| Pagina |
━━━━━━
Il sacrificio della suora comboniana Maria De Coppi
Tra gli ultimi del Mozambico

All’Angelus dell’11 settembre 2022, Papa Francesco dice: «In questo momento di preghiera mi è caro ricordare suor Maria De Coppi, missionaria comboniana, uccisa a Chipene, dove ha servito con amore per quasi sessant’anni. La sua testimonianza dia forza e coraggio ai cristiani e a tutto il popolo mozambicano».

«Quelle persone stavano facendo la loro opera di distruzione nella vicina casa dei Padri. Avevano trascinato il cadavere della nostra sorella fuori dalla stanza. L’ immagine che mi è rimasta impressa negli occhi è proprio quella di un Crocifisso: l’avevano abbandonata in terra, con le braccia aperte. C’era il segno dello sparo, era al volto. Fumo dappertutto, la nostra casa stava bruciando. Suor Angeles ed io abbiamo cercato di coprire il corpo. Poi ci è venuto spontaneo andare dalle nostre studentesse, per metterle in salvo con una fuga nella foresta».

Così suor Eleonora Reboldi, missionaria comboniana, durante un intervento in pubblico, ha rievocato la fine di suor Maria De Coppi, freddata da un colpo di arma da fuoco la sera dello scorso 6 settembre, durante un attacco jihadista alla missione di Chipene, nel nord della provincia di Nampula, in Mozambico. In un comunicato, l’Isis ha affermato di aver ucciso la suora perché si era «impegnata eccessivamente nella diffusione del cristianesimo».

All’Angelus dell’11 settembre 2022, Papa Francesco dice: «In questo momento di preghiera mi è caro ricordare suor Maria De Coppi, missionaria comboniana, uccisa a Chipene, dove ha servito con amore per quasi sessant’anni. La sua testimonianza dia forza e coraggio ai cristiani e a tutto il popolo mozambicano».
━━━━━━
| Righe di dati |
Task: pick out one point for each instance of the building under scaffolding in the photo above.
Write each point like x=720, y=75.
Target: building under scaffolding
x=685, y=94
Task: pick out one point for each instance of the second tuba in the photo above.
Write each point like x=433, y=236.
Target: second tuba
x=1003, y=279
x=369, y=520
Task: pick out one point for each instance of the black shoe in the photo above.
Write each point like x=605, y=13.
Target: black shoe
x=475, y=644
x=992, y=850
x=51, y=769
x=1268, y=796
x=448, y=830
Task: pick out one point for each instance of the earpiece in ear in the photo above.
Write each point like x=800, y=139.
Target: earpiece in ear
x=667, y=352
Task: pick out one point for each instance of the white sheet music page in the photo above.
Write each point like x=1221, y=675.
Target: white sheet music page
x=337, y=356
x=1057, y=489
━━━━━━
| Compito 1 |
Secondo l'articolo su suor Maria De Coppi, in quale missione è stata uccisa?
| Compito 2 |
Prosegui l'articolo su suor Maria De Coppi partendo dopo la sua ultima frase.
I dati non hanno alcun legame con l'articolo su suor Maria De Coppi.

| Risultato 1 |
Nella missione di Chipene, nel nord della provincia di Nampula, in Mozambico.

| Risultato 2 |
Suor Maria De Coppi nacque a Santa Lucia Di Piave, in provincia di Treviso, il 23 novembre 1939, da Abramo e Ginevra Casagrande. I genitori lavoravano la terra. Avevano una grande fede che seppero trasmettere ai loro sette figli. Se a volte c’era qualche scaramuccia fra i piccoli, la madre li riprendeva con bontà, ricordando loro che «la cosa più bella è volersi bene e aiutarsi». Maria si preparò con entusiasmo alla prima Comunione; poi, con lo stesso slancio, si iscrisse all’Azione Cattolica.

A soli diciannove anni, il 25 marzo 1958, entrò nell’Istituto delle suore missionarie comboniane. Fece la sua prima professione religiosa il 29 settembre 1960. Dopo una breve esperienza a Bergamo come insegnante nell’asilo delle suore e una permanenza in Portogallo per imparare la lingua del Paese, il 7 agosto 1963 partì finalmente per il Mozambico. Giunse alla sua missione dopo un viaggio lunghissimo: trentun giorni sul mare, circumnavigando l’Africa. Alla famiglia scrisse: «Sono arrivata! Sono felice!».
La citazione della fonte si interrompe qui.